### TASK REQUIREMENTS
Where a picture appears, skip it and copy everything else in the listing exactly.
(DATA FOR ANALYSIS begins)
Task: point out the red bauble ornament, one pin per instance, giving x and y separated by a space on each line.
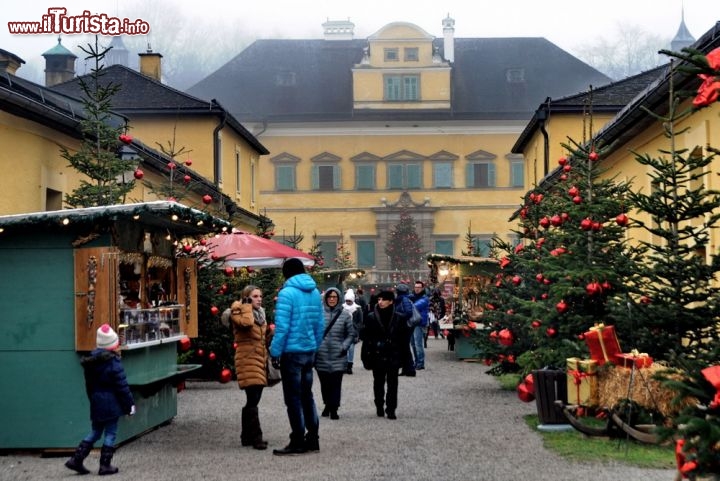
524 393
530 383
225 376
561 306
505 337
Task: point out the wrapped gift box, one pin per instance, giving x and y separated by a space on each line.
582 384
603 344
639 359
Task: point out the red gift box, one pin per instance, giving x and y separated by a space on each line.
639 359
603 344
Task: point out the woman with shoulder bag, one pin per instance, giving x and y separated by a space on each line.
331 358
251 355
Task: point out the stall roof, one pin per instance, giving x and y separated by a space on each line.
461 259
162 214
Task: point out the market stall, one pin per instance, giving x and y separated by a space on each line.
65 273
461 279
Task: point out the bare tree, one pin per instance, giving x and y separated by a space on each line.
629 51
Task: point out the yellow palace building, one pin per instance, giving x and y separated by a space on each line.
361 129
(DATA FOR ANALYSIS ends)
### EXERCISE OUTPUT
Task: point out the red bauble ornament, one pin per instance, giving x and y separated by a space on each line.
524 393
530 383
225 376
561 306
505 337
Task: point out the wrapped gift box, one pin per instance, giving x and y separated by a space on each line.
582 384
603 344
639 359
Task: point out the red gift box, one pin per instance, giving x and y separated by a space on each line.
639 359
603 344
Task: point out the woman with shoulder bag, one pin per instance, giving x and y separated by a space on each line.
331 358
251 355
Task: point out the stall roof, one pin per instance, giving x and y separated by a space on each line.
461 259
162 214
Task: point out the market stall, one pin per instance, giving x and y separated by a space on each line.
65 273
461 279
Task: point out the bare tree, one pin per instance, giving x and y separated by a space on each line.
629 51
Task: point out the yellow palace building, one pin per instance, giving x and y separated by a space on each line.
361 129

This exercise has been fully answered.